Supplied passage:
-- begin --
# Removing glue build up effectively on carbon arrows



## Macdoc18 (Dec 28, 2012)

use a Fletching removal tool first and then carefully scrapee with a knife to remove the rest Finish with emery cloth or fine sand paper. Avoid acetone soaking but my Gold tips have not suffered after being wiped with acetone briefly


----------



## fieldnfeathers (Nov 7, 2013)

Exactly why I use fletch tape on my arrows now. So much easier. I use the AZ EZ-fletch as well. Works great.

Best to just work on scraping that off. Takes a while, but you'll get it.


----------



## davidflorida (Jun 21, 2012)

Tape[emoji1303]


Sent from my iPhone using Tapatalk


----------



## icemanls2 (Mar 15, 2007)

Scrape it with a knife, then clean shafts with 91-100% alcohol, then re-fletch them. I use Fletch tite platinum. I have scraped my carbon shafts numerous times with a knife with no issues.


----------



## oldmand (Aug 18, 2015)

If you haven't bought the AZ EZ fletch yet, I would recommend spending a little more and getting a Bitz, especially if you intend to keep fletching your shafts from now on. 

Secondly, I use a fairly dull knife and the glue comes off easily. Too sharp a knife can and will gouge the carbon.


----------



## Willyboys (Feb 12, 2010)

oldmand said:


> If you haven't bought the AZ EZ fletch yet, I would recommend spending a little more and getting a Bitz, especially if you intend to keep fletching your shafts from now on.
> 
> Secondly, I use a fairly dull knife and the glue comes off easily. Too sharp a knife can and will gouge the carbon.


^^^ My experience is the same.


----------



## ramsey1960 (Mar 18, 2016)

I have had a little bit of luck using a potato peeler to lightly scrap off.


----------



## balkanboy (Nov 9, 2012)

You can use aceton without any issues, it is commonly used to clean up carbon fibre moulds. I wouldn't recommend soaking in it for few days but a brief soak and wipe are just fine. I have used it for years. 
Marko


----------



## dajogejr (Dec 20, 2012)
-- end --
(Object pointing dataset rows)
-- begin --
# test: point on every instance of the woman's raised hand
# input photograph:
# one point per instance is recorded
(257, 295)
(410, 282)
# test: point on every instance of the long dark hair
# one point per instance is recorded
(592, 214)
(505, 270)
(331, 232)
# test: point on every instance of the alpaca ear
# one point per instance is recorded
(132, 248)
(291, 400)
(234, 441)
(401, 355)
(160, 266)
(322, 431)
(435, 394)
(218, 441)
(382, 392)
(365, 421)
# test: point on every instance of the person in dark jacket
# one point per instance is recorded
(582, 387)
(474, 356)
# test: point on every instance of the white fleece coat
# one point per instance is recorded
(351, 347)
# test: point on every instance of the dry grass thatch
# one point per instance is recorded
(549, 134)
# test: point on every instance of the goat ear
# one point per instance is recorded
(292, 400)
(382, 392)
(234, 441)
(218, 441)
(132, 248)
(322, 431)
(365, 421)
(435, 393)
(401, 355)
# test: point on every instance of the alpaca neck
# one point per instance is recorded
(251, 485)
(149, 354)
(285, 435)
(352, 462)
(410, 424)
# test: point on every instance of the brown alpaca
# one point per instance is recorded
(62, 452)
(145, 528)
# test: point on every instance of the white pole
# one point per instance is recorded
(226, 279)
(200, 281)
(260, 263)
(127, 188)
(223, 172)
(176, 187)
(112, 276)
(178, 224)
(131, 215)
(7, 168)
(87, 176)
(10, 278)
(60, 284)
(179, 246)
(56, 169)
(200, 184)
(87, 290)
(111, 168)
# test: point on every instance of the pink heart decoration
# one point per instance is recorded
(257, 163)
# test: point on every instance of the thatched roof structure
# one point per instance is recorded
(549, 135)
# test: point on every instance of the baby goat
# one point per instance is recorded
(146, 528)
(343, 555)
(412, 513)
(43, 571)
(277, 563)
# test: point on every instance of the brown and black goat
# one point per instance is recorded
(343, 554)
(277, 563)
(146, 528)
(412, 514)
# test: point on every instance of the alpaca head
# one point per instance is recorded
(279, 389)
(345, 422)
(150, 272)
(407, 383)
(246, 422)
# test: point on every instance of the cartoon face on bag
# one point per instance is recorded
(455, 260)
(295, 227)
-- end --
-- begin --
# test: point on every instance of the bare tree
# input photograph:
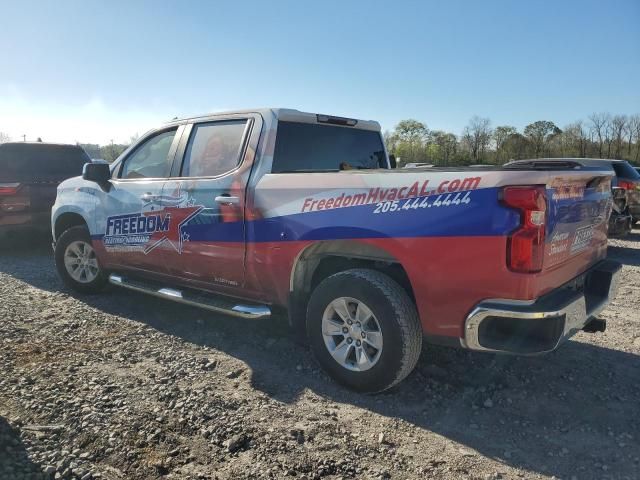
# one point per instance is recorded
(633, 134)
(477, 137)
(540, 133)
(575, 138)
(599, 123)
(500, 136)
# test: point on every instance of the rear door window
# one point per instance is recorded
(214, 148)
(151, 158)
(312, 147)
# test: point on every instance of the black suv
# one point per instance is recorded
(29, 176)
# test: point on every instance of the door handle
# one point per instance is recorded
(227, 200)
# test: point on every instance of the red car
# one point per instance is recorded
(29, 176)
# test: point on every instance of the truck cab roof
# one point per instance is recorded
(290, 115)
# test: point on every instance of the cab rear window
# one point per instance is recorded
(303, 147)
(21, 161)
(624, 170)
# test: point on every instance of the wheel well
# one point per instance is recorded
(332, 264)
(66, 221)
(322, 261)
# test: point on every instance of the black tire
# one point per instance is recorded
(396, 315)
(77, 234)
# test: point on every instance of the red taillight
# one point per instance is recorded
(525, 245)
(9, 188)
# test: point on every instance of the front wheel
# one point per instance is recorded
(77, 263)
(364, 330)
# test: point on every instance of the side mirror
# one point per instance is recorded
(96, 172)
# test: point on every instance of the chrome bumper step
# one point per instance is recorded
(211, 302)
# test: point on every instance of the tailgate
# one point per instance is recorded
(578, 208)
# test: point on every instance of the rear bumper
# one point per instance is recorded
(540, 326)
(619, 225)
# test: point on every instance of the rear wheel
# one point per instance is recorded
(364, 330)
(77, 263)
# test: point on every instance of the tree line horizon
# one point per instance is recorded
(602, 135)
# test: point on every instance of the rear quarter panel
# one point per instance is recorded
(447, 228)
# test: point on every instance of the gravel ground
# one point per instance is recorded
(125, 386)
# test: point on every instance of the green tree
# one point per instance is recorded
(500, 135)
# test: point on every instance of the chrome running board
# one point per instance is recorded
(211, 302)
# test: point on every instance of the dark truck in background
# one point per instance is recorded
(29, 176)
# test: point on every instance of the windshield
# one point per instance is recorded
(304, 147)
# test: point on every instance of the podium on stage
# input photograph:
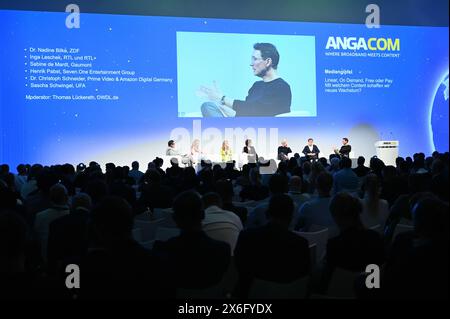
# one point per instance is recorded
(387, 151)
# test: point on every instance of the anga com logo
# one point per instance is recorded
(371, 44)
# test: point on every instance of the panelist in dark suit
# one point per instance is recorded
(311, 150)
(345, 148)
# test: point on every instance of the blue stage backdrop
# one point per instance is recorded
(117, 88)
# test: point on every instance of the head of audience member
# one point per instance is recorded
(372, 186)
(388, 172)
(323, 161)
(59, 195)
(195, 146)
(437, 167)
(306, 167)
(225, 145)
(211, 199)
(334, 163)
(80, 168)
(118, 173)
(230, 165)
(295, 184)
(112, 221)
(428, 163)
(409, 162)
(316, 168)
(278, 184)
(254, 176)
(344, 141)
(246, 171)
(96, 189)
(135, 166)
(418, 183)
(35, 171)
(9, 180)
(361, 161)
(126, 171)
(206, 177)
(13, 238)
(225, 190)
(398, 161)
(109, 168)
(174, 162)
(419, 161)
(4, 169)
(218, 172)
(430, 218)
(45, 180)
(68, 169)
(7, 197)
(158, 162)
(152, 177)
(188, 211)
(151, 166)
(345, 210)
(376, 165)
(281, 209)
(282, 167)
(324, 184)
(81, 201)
-- end --
Tasks:
A) In the arrow glue thread, set down word for word the part that opens with the words containing "Scrape it with" and closes with "with no issues.".
B) According to the arrow glue thread, what strength of alcohol does icemanls2 use to clean the shafts after scraping?

Answers per task:
A)
Scrape it with a knife, then clean shafts with 91-100% alcohol, then re-fletch them. I use Fletch tite platinum. I have scraped my carbon shafts numerous times with a knife with no issues.

B) 91-100% alcohol.